DOCUMENT EXTRACT
======
Tag Archive | breathing

#becausewecan: 82 Cards

A lot of things are going on in the world right now, and what we need is inspiration. The docotrs and scientists need inspiration to find a way to navigate us out of this mess. And we need inspiration to help us remain human and connected in a world of social distancing.

Some things happened the weekend of March 20th that inspired me. Some people inspired me. The first was Jennifer Pastiloff. If you dont follow her on Facebook or Instagram, you should. In the face of losing her livlihood, she decided to hang on by asking “How may I serve?” She did one of her classes online for a donation… to help feed others. To buy diapers, food. To help. She could have set it up and done her confrences that way– Zoomed her way into a paycheck. I still think she should consider it. But at this time, when we needed help, we needed to remember that you can always find 5 beautiful things right here and now… she gave me that reminder. That hope.

The other person that inspired me was Jon Bon Jovi. He did a video of the start of the song and asked that the people watching help write the rest. I don’t remember the name of the song, but i do remember thinking that he has already made an anthem for these crazy days. Because We Can. And also Army of One.

Those who know me know that Bon Jovi wrote the soundtrack to my life. At one point I toyed with writing a monologe set to their music. Is it any wonder that when I was looking for inspiration and comfort and the “Hell yes we can do this!” I turned to them, to the band that I grew up beside?

So.

How many have seen the meme about writing cards to seniors in rehab care facilities? On Monday night i got a wild hair and called the one Dad had been in here locally.  They have 82 people there. Writing cards is my super power. I dont just sign my name, I write. 

And then God laughed. I wrote Tuesday. I came home from work Wednesday and crashed (essential employee). I wrote Thursday. Ended up on the phoen a lot Friday, still wrote thouh. I wrote on my breaks. I wrote on my lunch. I wrote on Saturday and on Sunday morning. And at some point, your brain goes to sleep and magic happens and you’re just creating.

I delivered 82 cards on Sunday. All the cards opened with “To My Special Friend” and ended with the note that they are special and they are loved. I signed only with my first name. No phone number, no return address. Because while it would be great to know if the right card got to the right person… I am fighting my need for positive reinforcement.

I did it because I am an #Armyofone, and #becausewecan.

And also because Jen Pastiloff asked “How May I Serve?”

Catching my breath…

In a very real sense. I’ve had chronic bronchitis for a very long time, but it went on hiatus since… well, pretty much since Ray was born. Sinus infections? Oh my yes. But bronchitis wasn’t my main thing. Until now. It started around Thanksgiving and, Well, I’m finally breathing pretty good, the cough is almost gone, and i feel human again.

So here I am.

I was also catching my breath when it came to writing. I started out on my goal of writing the rock opera with Bon Jovi as the main (only)┬ámusic… but… I discovered that something I had written before fit in as well. I had orginially started the other piece as something to do with mommyhood, but the rage kept bleeding over and taking it over so I set it aside.

I also wasn’t sure about the tone. It could come across as smart- alecky, which is not what I intended. The newer version is not… it’s more serious.

But the real problem is…. It’s so damn scary. I’m scared even now.

But I’m still gonna do it.

I can feel myself wanting to clamp down, put the story on ice. But I was writing, having fun, listening to Bon Jovi as RESEARCH, people! The actual story line, though, has gotten to a point where I’m afraid to step over the threshold. It’s at the first turning point.

I’ve said before that it’s deeply personal.

It’s also non-fiction.

Which probably accounts for at least some of the fear (ALL OF IT). I may just create a narrator as a character, removing me by one… but that feels like cheating.

Do other people get this petrified of just putting the truth down on paper and accepting the consequences? Good, Bad or indifferent?
======
EXERCISE DATA
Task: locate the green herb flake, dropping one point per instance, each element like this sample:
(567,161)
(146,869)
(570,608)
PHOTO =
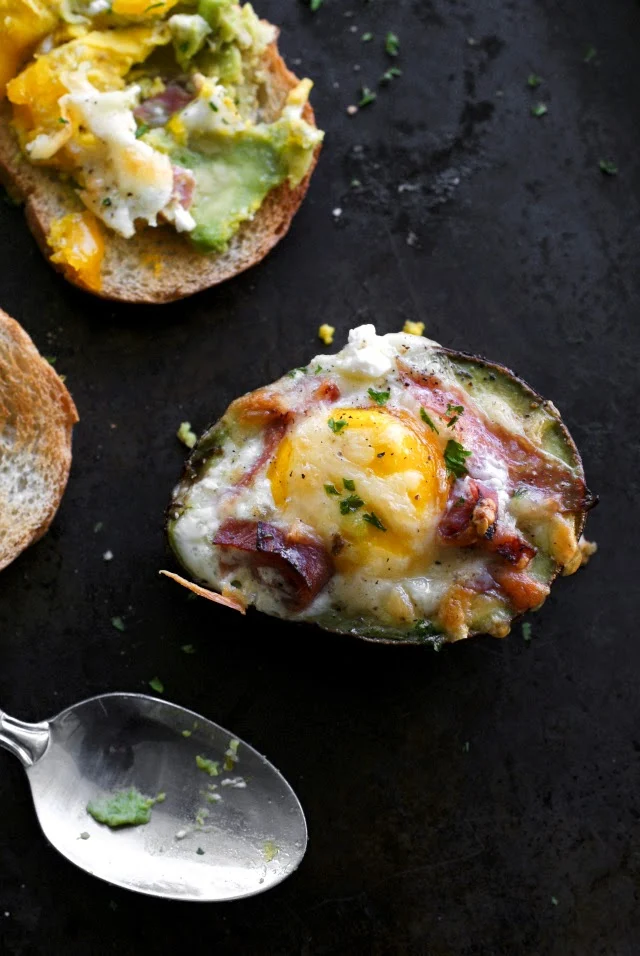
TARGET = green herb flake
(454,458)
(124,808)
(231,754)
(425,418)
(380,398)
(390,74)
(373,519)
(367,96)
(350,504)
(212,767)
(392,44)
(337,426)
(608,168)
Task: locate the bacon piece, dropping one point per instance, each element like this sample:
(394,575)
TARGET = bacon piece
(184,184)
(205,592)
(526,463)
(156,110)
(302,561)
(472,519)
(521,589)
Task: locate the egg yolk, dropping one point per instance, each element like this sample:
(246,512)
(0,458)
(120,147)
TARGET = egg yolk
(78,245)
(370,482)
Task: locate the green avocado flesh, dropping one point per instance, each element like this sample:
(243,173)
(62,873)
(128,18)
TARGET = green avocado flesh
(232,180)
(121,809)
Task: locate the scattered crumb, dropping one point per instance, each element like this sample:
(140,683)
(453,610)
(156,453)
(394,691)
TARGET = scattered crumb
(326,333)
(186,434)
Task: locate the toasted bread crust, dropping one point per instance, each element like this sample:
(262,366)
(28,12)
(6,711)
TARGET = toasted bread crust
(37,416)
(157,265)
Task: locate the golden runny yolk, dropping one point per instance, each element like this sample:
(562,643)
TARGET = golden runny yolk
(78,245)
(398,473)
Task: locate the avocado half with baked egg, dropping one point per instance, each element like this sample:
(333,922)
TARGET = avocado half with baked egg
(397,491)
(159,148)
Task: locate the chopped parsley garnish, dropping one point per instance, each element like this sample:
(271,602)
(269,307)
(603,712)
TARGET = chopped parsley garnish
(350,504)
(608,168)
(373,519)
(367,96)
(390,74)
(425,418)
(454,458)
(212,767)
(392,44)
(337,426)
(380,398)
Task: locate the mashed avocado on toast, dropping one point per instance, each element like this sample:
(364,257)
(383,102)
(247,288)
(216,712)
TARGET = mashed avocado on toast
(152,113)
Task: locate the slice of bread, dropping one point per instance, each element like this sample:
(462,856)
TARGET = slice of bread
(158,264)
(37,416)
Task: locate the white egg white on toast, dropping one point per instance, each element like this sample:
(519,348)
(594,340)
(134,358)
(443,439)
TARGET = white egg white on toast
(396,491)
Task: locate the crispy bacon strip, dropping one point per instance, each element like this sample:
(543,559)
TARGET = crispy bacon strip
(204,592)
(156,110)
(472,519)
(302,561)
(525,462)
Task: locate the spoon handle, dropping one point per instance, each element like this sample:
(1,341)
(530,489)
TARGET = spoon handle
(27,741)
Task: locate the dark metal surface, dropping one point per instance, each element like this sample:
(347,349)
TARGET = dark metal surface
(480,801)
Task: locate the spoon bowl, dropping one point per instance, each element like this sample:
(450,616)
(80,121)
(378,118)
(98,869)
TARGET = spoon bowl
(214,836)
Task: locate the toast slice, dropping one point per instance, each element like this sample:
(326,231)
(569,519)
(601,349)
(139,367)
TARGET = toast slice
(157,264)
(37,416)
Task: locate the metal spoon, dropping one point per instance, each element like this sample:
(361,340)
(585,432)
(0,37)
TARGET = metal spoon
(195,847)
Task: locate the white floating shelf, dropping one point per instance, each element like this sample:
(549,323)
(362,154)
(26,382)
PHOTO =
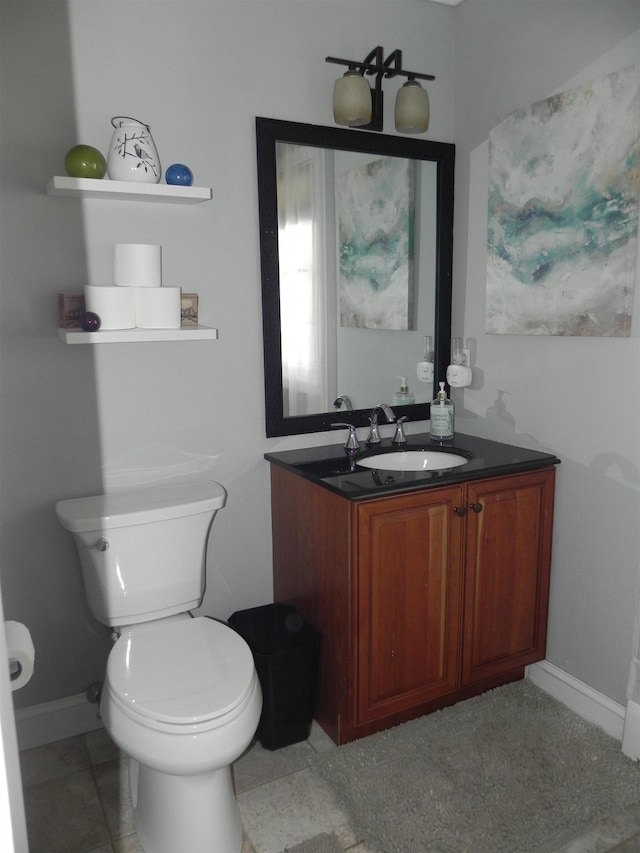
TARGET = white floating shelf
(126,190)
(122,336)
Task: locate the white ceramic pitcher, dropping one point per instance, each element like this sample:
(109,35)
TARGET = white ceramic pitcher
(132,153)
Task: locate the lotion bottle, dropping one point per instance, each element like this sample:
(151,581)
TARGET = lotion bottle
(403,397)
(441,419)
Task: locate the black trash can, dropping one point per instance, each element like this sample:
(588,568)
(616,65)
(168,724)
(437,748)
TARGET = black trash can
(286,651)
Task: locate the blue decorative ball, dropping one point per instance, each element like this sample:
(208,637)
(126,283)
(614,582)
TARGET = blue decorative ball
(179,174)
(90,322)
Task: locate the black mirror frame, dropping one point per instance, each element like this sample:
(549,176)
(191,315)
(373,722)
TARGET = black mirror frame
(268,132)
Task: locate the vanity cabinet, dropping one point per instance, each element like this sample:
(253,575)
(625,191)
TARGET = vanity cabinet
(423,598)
======
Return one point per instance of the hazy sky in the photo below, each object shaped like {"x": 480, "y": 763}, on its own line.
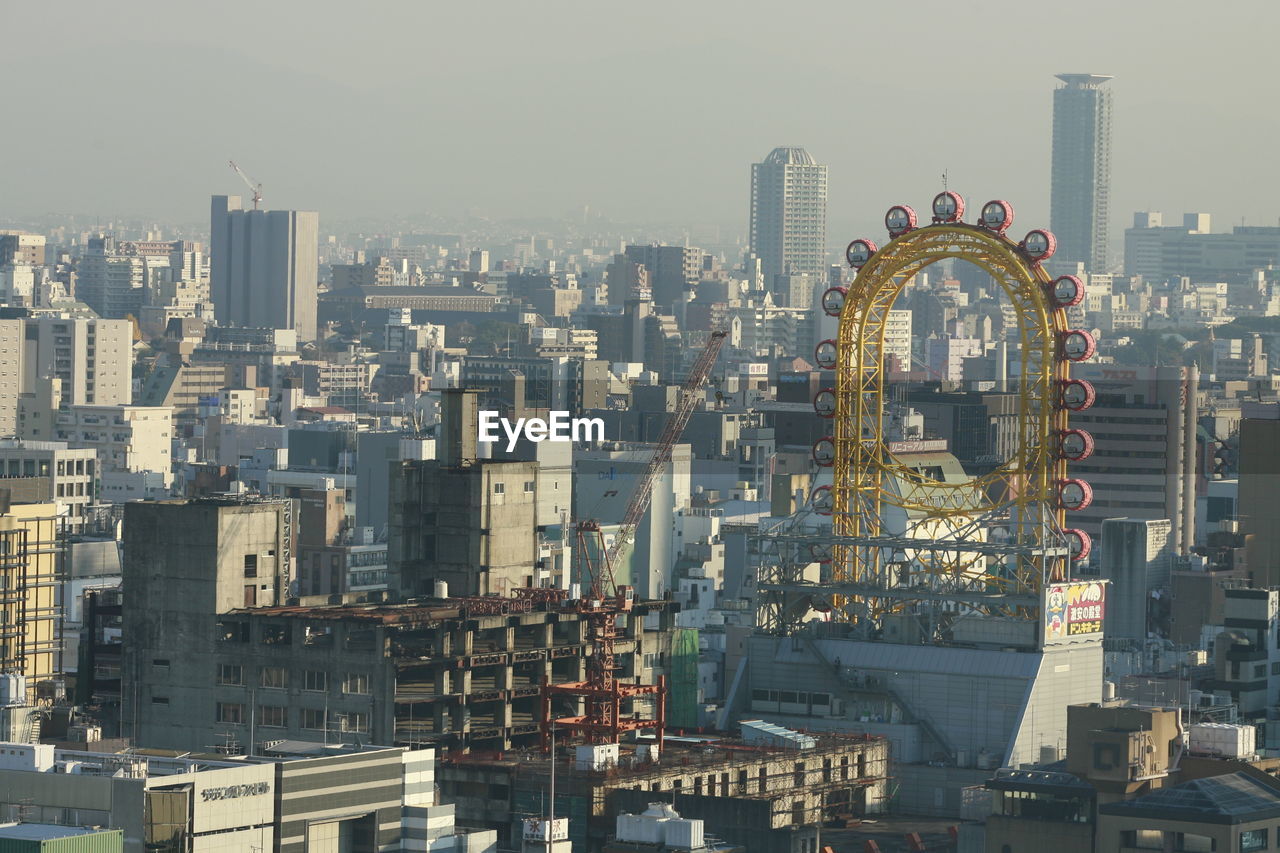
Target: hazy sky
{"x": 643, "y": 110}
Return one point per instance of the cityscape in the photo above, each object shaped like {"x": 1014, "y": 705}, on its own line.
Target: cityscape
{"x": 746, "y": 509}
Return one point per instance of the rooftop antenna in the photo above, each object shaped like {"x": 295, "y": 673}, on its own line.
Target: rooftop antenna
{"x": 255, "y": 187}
======
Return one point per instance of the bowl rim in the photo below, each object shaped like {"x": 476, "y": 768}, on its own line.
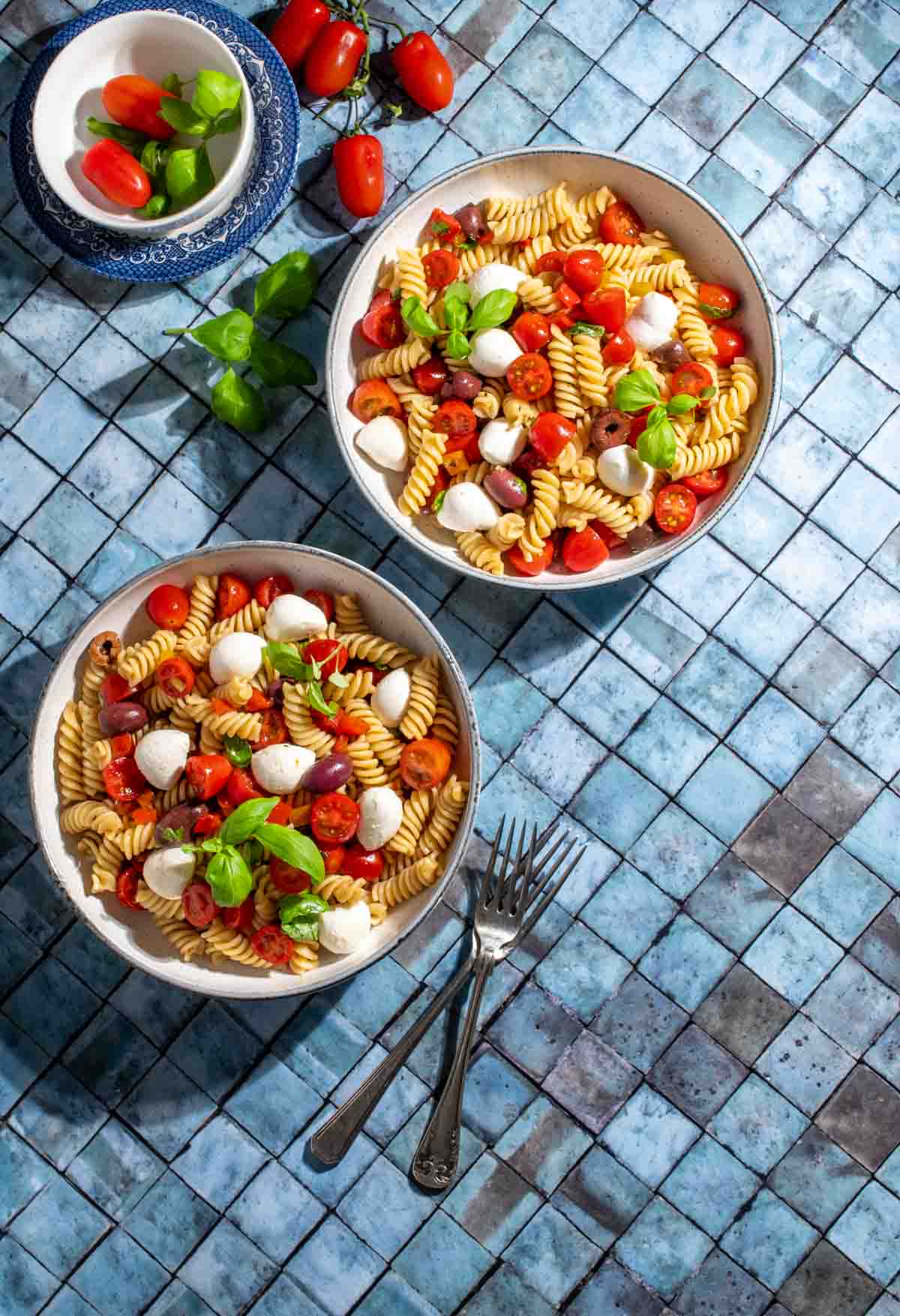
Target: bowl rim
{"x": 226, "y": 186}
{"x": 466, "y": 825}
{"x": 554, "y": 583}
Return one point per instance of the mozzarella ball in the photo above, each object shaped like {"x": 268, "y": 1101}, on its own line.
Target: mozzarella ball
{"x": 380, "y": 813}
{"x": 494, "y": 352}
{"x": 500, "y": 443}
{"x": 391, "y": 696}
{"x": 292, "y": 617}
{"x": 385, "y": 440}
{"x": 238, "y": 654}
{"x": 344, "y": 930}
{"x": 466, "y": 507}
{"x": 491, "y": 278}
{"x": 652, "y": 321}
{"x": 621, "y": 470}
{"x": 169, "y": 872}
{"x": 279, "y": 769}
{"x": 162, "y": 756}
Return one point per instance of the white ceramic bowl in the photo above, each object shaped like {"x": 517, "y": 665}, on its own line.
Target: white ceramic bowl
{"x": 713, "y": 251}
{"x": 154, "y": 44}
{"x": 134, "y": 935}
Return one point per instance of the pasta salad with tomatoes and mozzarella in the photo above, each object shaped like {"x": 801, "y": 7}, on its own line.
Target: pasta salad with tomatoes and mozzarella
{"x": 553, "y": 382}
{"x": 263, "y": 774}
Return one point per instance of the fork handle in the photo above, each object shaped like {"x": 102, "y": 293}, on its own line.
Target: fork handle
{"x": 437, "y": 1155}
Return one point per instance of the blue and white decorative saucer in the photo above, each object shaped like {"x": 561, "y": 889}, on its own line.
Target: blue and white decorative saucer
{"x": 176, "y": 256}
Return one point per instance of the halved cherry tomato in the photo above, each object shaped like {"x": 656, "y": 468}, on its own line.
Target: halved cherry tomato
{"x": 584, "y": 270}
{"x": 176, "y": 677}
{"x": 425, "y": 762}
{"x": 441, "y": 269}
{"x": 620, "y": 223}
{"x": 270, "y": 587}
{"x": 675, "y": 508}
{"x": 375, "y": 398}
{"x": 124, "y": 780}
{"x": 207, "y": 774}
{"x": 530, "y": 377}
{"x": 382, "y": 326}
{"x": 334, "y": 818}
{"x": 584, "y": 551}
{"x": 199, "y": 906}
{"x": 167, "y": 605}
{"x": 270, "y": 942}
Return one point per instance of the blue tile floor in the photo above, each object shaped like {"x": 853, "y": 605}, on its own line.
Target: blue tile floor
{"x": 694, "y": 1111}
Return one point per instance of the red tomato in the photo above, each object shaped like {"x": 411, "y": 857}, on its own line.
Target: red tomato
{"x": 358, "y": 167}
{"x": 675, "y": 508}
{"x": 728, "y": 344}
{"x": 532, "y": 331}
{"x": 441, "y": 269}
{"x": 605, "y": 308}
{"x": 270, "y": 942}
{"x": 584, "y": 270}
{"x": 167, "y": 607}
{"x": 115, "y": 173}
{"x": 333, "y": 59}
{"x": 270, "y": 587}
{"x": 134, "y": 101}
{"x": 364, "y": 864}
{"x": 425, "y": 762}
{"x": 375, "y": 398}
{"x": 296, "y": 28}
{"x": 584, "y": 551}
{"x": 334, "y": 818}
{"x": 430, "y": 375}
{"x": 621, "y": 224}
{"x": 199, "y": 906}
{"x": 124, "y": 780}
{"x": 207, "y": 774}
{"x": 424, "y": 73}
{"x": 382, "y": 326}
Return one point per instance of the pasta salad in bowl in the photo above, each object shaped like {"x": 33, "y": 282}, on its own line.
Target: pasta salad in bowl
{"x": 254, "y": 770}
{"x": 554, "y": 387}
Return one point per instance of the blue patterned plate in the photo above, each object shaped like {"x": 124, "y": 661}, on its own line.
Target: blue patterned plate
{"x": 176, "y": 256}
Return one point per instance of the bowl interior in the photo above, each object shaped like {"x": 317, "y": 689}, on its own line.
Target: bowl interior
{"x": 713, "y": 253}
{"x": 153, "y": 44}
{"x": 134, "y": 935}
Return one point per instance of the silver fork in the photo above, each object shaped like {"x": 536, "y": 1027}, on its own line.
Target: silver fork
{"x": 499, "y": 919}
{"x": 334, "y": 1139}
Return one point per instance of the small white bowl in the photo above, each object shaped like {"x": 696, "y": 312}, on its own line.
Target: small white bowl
======
WHAT IS NEEDED
Copy out the blog post from "Those who know" through "grew up beside?", swapping "soundtrack" for "score". The items above are separate material, unrelated to the blog post.

EXERCISE RESPONSE
Those who know me know that Bon Jovi wrote the score to my life. At one point I toyed with writing a monologe set to their music. Is it any wonder that when I was looking for inspiration and comfort and the “Hell yes we can do this!” I turned to them, to the band that I grew up beside?